[START Document text]

Documentation

Build & query a search index in minutes.

Flatseek is a disk-first trigram search engine. Build a memory-mapped index from CSV, JSON, or JSONL — and query it via dashboard, REST API, or Python library.

Search

Wildcards, fuzzy match, phrase, AND/OR/NOT, ranges. Works on any text field — no schema required.

Aggregations

Terms, stats, date histogram, cardinality — computed on disk without loading docs into RAM.

Map view

Plot geo-tagged documents on Leaflet maps with automatic marker clustering up to 50K points.

Encrypted indices

ChaCha20-Poly1305 encryption with PBKDF2 key derivation. Passphrase-protected at rest.

Index architecture

When you build an index, Flatseek lays out the following structure on disk:

./data/
├── docs/        # Column-oriented doc store — compressed
├── index/       # Trigram posting lists — memory-mapped, binary
├── mapping.json # Column types
└── stats.json   # File stats
Memory-mapped I/O.

Flatseek never loads the full index into RAM. The OS handles page-in/page-out. Resident memory stays low regardless of index size.

Functions

Core capabilities

  • Trigram index on disk — Memory-mapped I/O. Resident memory stays low regardless of index size.
  • Sub-second queries — Trigram postings skip lists narrow the search space fast, even on spinning disks.
  • Lucene-style query syntax — Wildcards, fuzzy, AND/OR/NOT, phrase match, field filters.
  • On-disk aggregations — Terms, stats, date_histogram, cardinality. No doc loaded into heap.
  • ChaCha20-Poly1305 encryption — Passphrase-protected indices with PBKDF2-HMAC-SHA256 key derivation.
  • Parallel multi-worker builds — Auto-planning, resume on interrupt, ETA display.
  • Dual-mode Python client — API mode (HTTP) or direct mode (local files).
  • REST API + CLIflatseek build, flatseek serve, flatseek search, and more.

Supported file formats

FormatExtensionNotes
CSV.csvAuto-detect delimiter (comma, tab, semicolon, pipe, hash)
JSON.jsonArray of objects: [{"name":"Alice",…}, …]
JSONL.jsonl, .ndjsonOne object per line
Excel.xls, .xlsxSheetJS parsing, sheet selection via CLI flag

Query capabilities

TypeExampleDescription
Wildcardsigner:*7xMg*Contains "7xMg" anywhere
Field filterprogram:raydiumExact match on program field
Phrase match"close account"Exact phrase
Booleanprogram:raydium AND signer:*7xMg*AND / OR / NOT
Rangebid:[50 TO 200]Numeric or date ranges
Fuzzycallsign:GARUDA~1Edit-distance fuzzy match

Install

One-line install — recommended

$ curl -fsSL flatseek.io/install.sh | sh

This installs both the flatseek CLI and the flatlens dashboard to ~/.local/share/flatlens.

[END Document text]

Set of tasks -
1: From the Flatseek documentation, reproduce the stretch from "Core capabilities" through "interrupt, ETA display.".
2: According to the Flatseek documentation, what handles page-in and page-out, given that Flatseek never loads the full index into RAM?
You won't need the listing for anything here.

[START Data shown]

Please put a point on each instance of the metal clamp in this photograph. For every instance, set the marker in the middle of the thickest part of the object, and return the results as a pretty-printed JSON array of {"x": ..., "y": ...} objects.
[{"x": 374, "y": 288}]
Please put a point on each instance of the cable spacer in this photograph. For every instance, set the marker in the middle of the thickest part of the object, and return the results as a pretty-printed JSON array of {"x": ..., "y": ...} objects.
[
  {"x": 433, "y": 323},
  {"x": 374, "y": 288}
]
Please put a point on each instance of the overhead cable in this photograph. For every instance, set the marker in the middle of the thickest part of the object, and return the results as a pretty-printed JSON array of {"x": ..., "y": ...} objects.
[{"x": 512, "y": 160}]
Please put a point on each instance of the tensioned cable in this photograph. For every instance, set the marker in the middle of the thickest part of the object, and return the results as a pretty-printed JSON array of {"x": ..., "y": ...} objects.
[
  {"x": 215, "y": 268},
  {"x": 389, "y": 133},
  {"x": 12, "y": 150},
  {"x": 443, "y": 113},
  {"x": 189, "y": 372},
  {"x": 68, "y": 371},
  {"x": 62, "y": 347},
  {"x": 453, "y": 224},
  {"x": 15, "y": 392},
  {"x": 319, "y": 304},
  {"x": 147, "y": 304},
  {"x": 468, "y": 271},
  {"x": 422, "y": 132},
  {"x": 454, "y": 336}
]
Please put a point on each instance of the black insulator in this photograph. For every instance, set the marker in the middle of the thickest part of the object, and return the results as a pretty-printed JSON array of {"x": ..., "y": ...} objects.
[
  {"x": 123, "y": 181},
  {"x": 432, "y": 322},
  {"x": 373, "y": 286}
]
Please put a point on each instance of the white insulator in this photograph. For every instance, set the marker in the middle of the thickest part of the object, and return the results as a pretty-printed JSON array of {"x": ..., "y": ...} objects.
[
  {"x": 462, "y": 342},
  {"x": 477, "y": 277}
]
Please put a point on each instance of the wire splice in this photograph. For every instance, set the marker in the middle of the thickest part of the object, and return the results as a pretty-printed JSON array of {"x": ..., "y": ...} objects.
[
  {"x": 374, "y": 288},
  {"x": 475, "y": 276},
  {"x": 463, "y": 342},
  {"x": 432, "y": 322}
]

[END Data shown]

Solutions below -
1:
Core capabilities

  • Trigram index on disk — Memory-mapped I/O. Resident memory stays low regardless of index size.
  • Sub-second queries — Trigram postings skip lists narrow the search space fast, even on spinning disks.
  • Lucene-style query syntax — Wildcards, fuzzy, AND/OR/NOT, phrase match, field filters.
  • On-disk aggregations — Terms, stats, date_histogram, cardinality. No doc loaded into heap.
  • ChaCha20-Poly1305 encryption — Passphrase-protected indices with PBKDF2-HMAC-SHA256 key derivation.
  • Parallel multi-worker builds — Auto-planning, resume on interrupt, ETA display.

2: The OS handles page-in and page-out.